|Title||Structural and Functional Aspects of Social Relationships and Episodic Memory: Between-Person and Within-Person Associations in Middle-Aged and Older Adults.|
|Publication Type||Journal Article|
|Year of Publication||Forthcoming|
|Keywords||Episodic Memory, longitudinal change, Social networks, Social Relationships, Social Support|
OBJECTIVES: A growing body of research has documented associations between social relationships and cognitive function, while findings are less clear regarding specific aspects of social relationships that are relevant to change in cognitive function. Furthermore, it is unclear whether associations differ at the between-person and within-person levels.
METHOD: The present study used 8-year longitudinal data from the Health and Retirement Study (HRS) to examine the role of structural (partnered/married, number of social network partners, and contact frequency) as well as functional (support, strain, and loneliness) aspects of social relationships for episodic memory at the between-person and within-person levels. Analyses are based on up to 3 waves of data from 19,297 participants (mean age at baseline = 66 years, SD = 10, range = 50-104; 58% women). Control variables include age at baseline, gender, education, functional health, and depressive symptoms.
RESULTS: Findings showed that at the between-person level, most structural and functional aspects were related to levels of memory performance, with participants with higher numbers of social network members, more frequent contact, and more positive experiences outperforming others. An exception was a higher number of family (child or relative) relationships. At the within-person level, on occasions where participants had a higher number of close family relationships than usual, had more social contact than usual, and felt less lonely than usual, they also showed higher than usual episodic memory performance. Finally, negative effects of social strain and loneliness on episodic memory performance at the between-person level were moderated by social network size, indicating that effects were more negative among individuals with larger social networks.
DISCUSSION: Both structural and functional aspects of social relationships contribute to between-person differences in levels and fluctuations of episodic memory performance. Ups and downs of relationships to relatives, social contact, and feelings of loneliness contribute to ups and downs of episodic memory. Potential mechanisms underlying these associations are discussed.

WHAT YOU WILL DO –
[1] Revise the study abstract from "DISCUSSION: Both structural" to "associations are discussed.", inclusive, replacing "episodic memory" with "working memory".
[2] According to the study abstract, how many participants were the analyses based on?
The listing after this point is separate material and is not connected to the study abstract.

GIVEN INFORMATION –
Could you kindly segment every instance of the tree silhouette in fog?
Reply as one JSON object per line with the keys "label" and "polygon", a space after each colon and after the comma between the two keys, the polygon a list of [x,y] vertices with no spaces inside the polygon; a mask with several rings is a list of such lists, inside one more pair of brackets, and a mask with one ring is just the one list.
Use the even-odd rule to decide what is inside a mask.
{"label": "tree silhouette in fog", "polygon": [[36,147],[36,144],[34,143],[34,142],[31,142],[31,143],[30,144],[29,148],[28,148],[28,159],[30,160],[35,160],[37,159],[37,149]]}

ANSWERS TO THIS EXERCISE –
[1]
DISCUSSION: Both structural and functional aspects of social relationships contribute to between-person differences in levels and fluctuations of working memory performance. Ups and downs of relationships to relatives, social contact, and feelings of loneliness contribute to ups and downs of working memory. Potential mechanisms underlying these associations are discussed.

[2] 19,297 participants